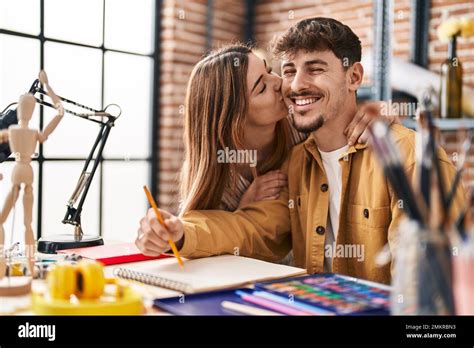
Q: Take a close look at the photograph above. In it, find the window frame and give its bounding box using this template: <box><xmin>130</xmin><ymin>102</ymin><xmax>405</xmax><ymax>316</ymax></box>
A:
<box><xmin>0</xmin><ymin>0</ymin><xmax>162</xmax><ymax>239</ymax></box>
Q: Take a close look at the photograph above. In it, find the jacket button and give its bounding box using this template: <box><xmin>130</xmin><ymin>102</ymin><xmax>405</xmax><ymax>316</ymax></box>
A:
<box><xmin>316</xmin><ymin>226</ymin><xmax>326</xmax><ymax>236</ymax></box>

* [WORK REQUIRED] Reproduce all of the rows above word for word, leaving out the pictures.

* [CORRECT ANSWER]
Q: Take a close look at the photograph above. In it, find the window frame and give its bounding box using this template: <box><xmin>130</xmin><ymin>102</ymin><xmax>405</xmax><ymax>316</ymax></box>
A:
<box><xmin>0</xmin><ymin>0</ymin><xmax>162</xmax><ymax>239</ymax></box>
Q: Take a close look at the photograph above. In it, find the jacket button and give its bounding box using this template: <box><xmin>130</xmin><ymin>102</ymin><xmax>405</xmax><ymax>316</ymax></box>
A:
<box><xmin>316</xmin><ymin>226</ymin><xmax>326</xmax><ymax>236</ymax></box>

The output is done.